◆ Aim:
Write out every line of the material exactly as it appears.

◆ Records shown:

________

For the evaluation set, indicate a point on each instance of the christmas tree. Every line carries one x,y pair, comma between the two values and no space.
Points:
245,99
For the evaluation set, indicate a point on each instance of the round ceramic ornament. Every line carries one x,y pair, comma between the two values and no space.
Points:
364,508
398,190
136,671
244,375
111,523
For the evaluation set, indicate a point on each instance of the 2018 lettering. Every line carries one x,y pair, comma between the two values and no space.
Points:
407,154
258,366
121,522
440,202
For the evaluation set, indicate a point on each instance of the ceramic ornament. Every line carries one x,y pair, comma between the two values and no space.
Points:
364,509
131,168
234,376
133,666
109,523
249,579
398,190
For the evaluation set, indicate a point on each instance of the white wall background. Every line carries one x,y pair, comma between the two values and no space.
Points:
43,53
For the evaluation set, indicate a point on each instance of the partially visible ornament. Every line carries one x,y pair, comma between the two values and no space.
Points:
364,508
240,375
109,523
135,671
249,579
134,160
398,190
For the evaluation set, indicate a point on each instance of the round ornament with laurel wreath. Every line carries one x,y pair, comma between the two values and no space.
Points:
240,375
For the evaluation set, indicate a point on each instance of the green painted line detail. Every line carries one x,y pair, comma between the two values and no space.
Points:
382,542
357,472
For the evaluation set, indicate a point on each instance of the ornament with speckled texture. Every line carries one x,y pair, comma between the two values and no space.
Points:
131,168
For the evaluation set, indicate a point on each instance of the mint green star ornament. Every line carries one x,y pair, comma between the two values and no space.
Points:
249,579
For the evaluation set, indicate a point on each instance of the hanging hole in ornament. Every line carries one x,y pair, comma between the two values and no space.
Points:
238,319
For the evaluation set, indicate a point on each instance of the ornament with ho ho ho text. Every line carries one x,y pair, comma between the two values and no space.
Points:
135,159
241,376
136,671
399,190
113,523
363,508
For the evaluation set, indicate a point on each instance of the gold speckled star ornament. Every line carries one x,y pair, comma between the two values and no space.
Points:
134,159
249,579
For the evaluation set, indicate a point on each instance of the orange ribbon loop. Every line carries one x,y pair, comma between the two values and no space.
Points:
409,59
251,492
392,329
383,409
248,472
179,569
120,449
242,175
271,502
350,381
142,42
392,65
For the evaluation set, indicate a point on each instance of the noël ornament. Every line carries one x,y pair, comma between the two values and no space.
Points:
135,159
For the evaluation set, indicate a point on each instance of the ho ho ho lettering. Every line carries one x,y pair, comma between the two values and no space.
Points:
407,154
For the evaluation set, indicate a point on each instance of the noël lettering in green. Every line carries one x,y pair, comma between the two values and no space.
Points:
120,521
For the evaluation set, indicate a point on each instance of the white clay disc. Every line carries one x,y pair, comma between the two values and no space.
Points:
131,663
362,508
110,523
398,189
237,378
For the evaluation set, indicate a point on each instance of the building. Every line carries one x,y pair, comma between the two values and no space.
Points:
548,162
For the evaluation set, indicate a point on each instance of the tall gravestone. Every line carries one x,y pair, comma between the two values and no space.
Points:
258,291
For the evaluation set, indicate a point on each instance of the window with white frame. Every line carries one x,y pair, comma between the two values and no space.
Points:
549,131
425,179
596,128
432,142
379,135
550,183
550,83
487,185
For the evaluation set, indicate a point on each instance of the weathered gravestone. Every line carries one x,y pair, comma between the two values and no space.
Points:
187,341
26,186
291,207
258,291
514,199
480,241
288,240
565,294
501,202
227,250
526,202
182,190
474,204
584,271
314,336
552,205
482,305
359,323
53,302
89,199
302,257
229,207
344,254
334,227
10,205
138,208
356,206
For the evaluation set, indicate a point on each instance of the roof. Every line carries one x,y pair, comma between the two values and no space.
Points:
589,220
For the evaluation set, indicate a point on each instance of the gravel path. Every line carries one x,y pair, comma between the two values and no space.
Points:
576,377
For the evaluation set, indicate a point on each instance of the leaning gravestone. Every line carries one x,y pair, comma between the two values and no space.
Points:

________

◆ Written solution:
For the evaluation set, indicate a point on each instance of the christmas tree. Every line carries one x,y pair, comma between the two values and no space.
Points:
245,99
For the evaluation set, indicate a point on each instance of the round ceramic ornament. Every line carries one x,y pair, comma between the two values and no space.
Points:
364,508
398,190
136,671
244,375
111,523
For the evaluation set, indicate a point on each instance of the 2018 lettering. Every line carries one x,y pair, comma between the two values and no space.
Points:
407,154
258,366
121,522
440,202
For the evaluation set, indicate a point on each instance of the ceramic ornament. Every line carries one x,y pair, comma between the two values and no space.
Points:
364,509
131,168
234,376
133,666
109,523
249,579
398,190
For the evaluation set, indicate a point on each instance of the white wall background. Every line carries one x,y pair, comma between the two values and no space.
Points:
43,53
For the evaluation set, indicate a point on each instance of the partially visible ornament. Every line carries one x,y pair, comma between the two values and no space.
Points:
364,508
240,375
109,523
135,671
249,579
134,160
398,190
For the evaluation set, indicate a point on each instance of the round ornament with laurel wreath. Every line carries one x,y pair, comma between the two values and no space.
Points:
240,375
For the evaluation set, indicate a point on each instance of the green painted line detail. Every line carries one x,y pair, comma between the two values and no space.
Points:
382,542
357,472
For the evaluation set, indicate a point on each instance of the ornament with speckled texture. Every line carries one x,y pair, comma between the two values and no space.
Points:
131,168
For the evaluation set, indicate a point on each instance of the mint green star ornament. Every line carries one x,y pair, comma between the two values and no space.
Points:
249,579
For the evaluation set, indicate a point on each instance of the hanging hole in ornament. Every line carries one x,y pair, comma between the two values and no space.
Points:
238,319
For the evaluation set, indicate a point on each instance of the ornament with ho ho ho text. Every line carries one x,y pair, comma between the two values and no space.
Points:
135,159
241,376
136,671
399,190
113,523
363,508
For the evaluation set, indicate a point on each instance of the gold speckled star ornament. Every line carries one x,y pair, comma between the two values and no space.
Points:
134,159
249,579
For the evaluation set, indicate a point on each instance of the orange ribbon loop. Every line carries one x,y pair, comma between the two values and no space.
Points:
409,59
251,492
392,329
383,409
248,472
179,569
120,449
242,175
271,502
350,381
142,42
392,65
For the evaluation set, indicate a point on each instance of the noël ornament. Every line carries one x,y pair, comma between the two values and no space.
Points:
135,159
For the evaluation set, indicate a point on each instance of the ho ho ho lettering. Every line carries one x,y pair, comma between the two values and no space.
Points:
407,154
For the evaluation set, indicate a point on each instance of the noël lettering in green. Every line carries one x,y pair, comma between the two values and no space.
Points:
120,521
For the evaluation set, indicate a point on each instance of the white clay disc. Every line carries one x,y pair, comma between the two values and no space.
Points:
131,663
362,508
110,523
398,189
237,378
For the evaluation set, indicate a point on each instance of the building. Every line carries one x,y pair, comma between the two values and no space.
Points:
548,162
For the evaluation set, indicate a point on each instance of the tall gravestone. Every line carries one x,y pair, comma between the two values and no space.
Points:
258,291
For the evaluation set, indicate a point on each instance of the window with white frame. Every line carries one x,y pair, comma between the two values and no space.
Points:
549,131
425,179
596,128
432,142
379,135
550,183
550,83
487,185
For the evaluation set, indicate a point on each instance of the weathered gravestone. Every line carries one x,y pair, comma between the two values and no space.
Points:
187,341
26,186
291,207
258,291
514,199
480,241
288,240
565,294
501,202
227,250
526,202
182,190
474,204
584,271
314,336
552,205
482,305
359,323
53,302
89,199
302,257
229,207
344,254
334,227
10,205
138,208
356,206
For the evaluation set, indicate a point on each instance of the roof. Every line carries one x,y pair, comma between the two values and no space.
Points:
589,220
For the evaluation set, indicate a point on each instance of the gravel path. Every line carries one x,y pair, comma between the two values and no space.
Points:
576,377
For the evaluation set, indicate a point on each instance of the leaning gravestone. Every line carries one x,y pair, comma between the two values and no space.
Points:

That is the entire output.